▶ TASK GOAL: Reproduce the items word for word, from the line with "Practice. Identify the dog open" up to and including the line with "Practice. Identify the gravel".

▶ ENTRIES:
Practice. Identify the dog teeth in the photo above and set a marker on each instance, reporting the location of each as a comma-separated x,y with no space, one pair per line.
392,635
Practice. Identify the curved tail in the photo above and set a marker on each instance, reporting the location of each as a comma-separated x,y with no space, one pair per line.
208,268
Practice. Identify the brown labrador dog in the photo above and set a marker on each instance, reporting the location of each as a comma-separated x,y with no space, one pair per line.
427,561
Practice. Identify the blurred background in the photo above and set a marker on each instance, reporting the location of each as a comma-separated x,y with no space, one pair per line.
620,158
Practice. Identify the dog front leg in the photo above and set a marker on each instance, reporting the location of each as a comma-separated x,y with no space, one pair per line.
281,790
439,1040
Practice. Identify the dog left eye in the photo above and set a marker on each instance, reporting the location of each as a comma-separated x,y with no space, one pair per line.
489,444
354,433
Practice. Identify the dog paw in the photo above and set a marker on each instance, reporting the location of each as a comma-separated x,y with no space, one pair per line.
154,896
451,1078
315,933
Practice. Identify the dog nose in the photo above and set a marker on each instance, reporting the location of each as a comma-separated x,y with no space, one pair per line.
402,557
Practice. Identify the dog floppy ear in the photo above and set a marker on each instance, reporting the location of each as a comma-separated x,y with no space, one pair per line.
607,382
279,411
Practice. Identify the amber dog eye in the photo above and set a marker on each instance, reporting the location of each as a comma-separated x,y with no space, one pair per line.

---

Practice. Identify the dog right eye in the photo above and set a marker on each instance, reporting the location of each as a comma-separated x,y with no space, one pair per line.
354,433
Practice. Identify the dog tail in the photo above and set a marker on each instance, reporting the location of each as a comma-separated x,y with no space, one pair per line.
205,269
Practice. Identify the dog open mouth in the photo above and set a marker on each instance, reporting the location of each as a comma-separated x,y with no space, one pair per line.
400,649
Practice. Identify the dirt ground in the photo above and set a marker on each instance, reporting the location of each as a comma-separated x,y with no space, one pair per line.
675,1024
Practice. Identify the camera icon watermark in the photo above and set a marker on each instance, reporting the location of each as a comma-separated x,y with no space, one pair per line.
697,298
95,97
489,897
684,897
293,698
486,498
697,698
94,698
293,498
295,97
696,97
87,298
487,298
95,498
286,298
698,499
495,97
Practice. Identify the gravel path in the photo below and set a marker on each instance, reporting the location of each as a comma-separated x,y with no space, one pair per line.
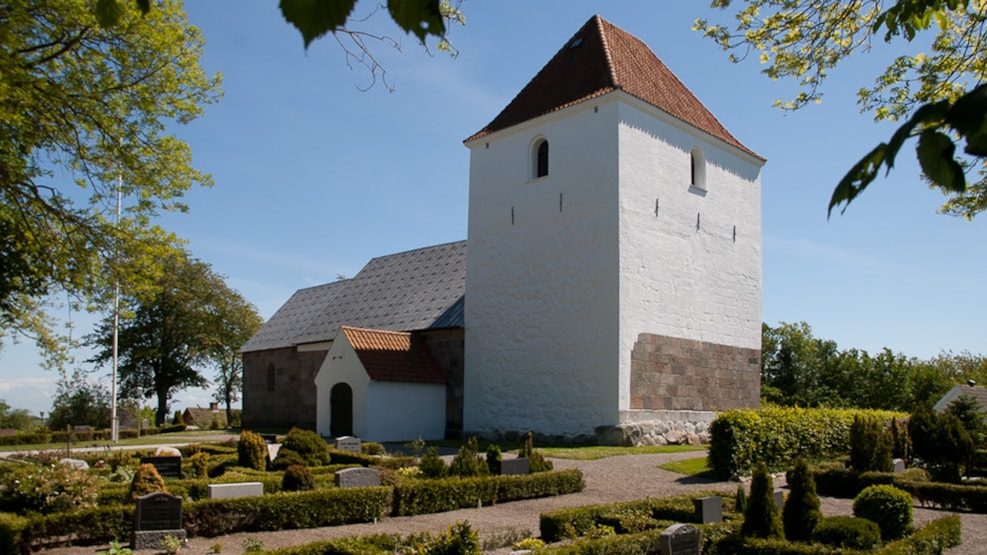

▶ COMPLETED TASK:
Practice. Identify the dog open mouth in the photo above and set a marker on each instance, reporting the location of each as a comma-separated x,y with no space, one pair per line.
400,649
Practice. Identify the dirt ground in the photo above and set a marker on each instance, reporting the location of each as a comma-separated x,y with no space, one pair per line.
675,1024
Practice. Identify the camera icon watermark in the photo above and set a marker on each instance, reporting the location of each as a comma-separated x,y with no space, one pair per line.
697,298
95,97
489,897
684,897
293,698
486,498
697,698
94,698
293,498
295,97
696,97
87,298
487,298
95,498
286,298
698,499
495,97
Practice. Identify the gravel path in the photo below and set a marker on each instance, reporting the location of each as a comma-separated x,y with no space, one pair per line.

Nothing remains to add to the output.